▶ _YOUR INSTRUCTIONS_
What lines in the following entries hold the word "railing"? Copy each one.

▶ _DATA FOR ANALYSIS_

------------------------------------

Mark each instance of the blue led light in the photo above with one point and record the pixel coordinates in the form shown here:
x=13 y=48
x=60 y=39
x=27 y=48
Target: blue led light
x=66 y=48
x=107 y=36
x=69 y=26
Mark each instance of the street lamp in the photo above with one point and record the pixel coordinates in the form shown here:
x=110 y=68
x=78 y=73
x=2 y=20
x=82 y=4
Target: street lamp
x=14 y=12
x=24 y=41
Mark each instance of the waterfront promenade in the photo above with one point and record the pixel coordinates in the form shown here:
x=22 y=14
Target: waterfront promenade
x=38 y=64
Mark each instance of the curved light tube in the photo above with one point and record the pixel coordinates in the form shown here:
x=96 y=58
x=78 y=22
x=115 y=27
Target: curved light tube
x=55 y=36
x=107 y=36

------------------------------------

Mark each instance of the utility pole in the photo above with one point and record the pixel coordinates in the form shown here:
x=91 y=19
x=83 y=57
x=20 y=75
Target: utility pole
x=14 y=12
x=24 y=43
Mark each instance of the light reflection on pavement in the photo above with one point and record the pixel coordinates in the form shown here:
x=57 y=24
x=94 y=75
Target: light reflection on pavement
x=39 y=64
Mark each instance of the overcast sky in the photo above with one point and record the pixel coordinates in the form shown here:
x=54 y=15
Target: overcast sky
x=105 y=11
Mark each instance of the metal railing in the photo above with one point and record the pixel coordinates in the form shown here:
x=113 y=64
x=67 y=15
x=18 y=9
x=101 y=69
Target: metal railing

------------------------------------

▶ _RESULT BELOW_
Mark each instance of the metal railing in the photo above with one point and record the pixel coordinates in the form shown here:
Target: metal railing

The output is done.